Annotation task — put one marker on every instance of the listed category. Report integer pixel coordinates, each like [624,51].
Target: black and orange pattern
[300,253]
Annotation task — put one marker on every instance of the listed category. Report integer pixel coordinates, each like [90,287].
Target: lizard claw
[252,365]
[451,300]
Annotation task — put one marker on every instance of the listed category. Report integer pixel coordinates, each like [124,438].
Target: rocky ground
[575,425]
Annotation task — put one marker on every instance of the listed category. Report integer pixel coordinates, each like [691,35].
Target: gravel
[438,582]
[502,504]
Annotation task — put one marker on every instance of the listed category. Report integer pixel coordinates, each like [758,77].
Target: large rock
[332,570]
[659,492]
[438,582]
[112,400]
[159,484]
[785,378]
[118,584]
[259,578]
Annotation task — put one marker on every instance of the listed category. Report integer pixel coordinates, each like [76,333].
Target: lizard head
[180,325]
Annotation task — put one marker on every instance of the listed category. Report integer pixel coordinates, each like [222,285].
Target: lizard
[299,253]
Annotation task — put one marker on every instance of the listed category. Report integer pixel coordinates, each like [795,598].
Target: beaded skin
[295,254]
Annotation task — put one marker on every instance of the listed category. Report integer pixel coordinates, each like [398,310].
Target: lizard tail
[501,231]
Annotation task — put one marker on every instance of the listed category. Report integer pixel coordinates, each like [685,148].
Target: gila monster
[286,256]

● **Task objective**: Write out the data exactly as it stands.

● **Task result**:
Annotation task — put one marker on every instance of the listed category. Report integer pixel coordinates, each like [624,51].
Target: black and orange pattern
[300,253]
Annotation task — put one marker on every instance of the listed category. Report integer pixel coordinates, each like [90,287].
Target: lizard claw
[252,365]
[451,300]
Annotation task — put one marker on every instance of the listed category. Report integer pixel coordinates, each like [124,438].
Target: rocky ground
[575,425]
Annotation task — put one marker on every instance of the listed category. Report integer pixel coordinates, each like [691,35].
Target: gravel
[438,582]
[502,504]
Annotation task — put one marker on every instance of the listed category. Report integer pixel coordinates, each like [758,77].
Target: large rock
[332,570]
[659,492]
[438,582]
[112,400]
[159,484]
[785,378]
[118,584]
[259,578]
Annotation task — put one marker on every instance of the listed category. Report integer pixel coordinates, each like [76,333].
Target: lizard head
[180,325]
Annotation task — put one marker on every instance of the listed category. Report integer pixel coordinates, each like [222,285].
Target: lizard
[299,253]
Annotation task — put one marker on every instance of the listed category. Report integer pixel coordinates, each like [795,598].
Target: beaded skin
[295,254]
Annotation task — put one marker on every instance of the listed category. Report integer pixel coordinates, each like [398,310].
Target: lizard tail
[501,231]
Annotation task — put one marker on every instance of the listed category. Report integer pixel coordinates, each like [685,148].
Target: gila monster
[286,256]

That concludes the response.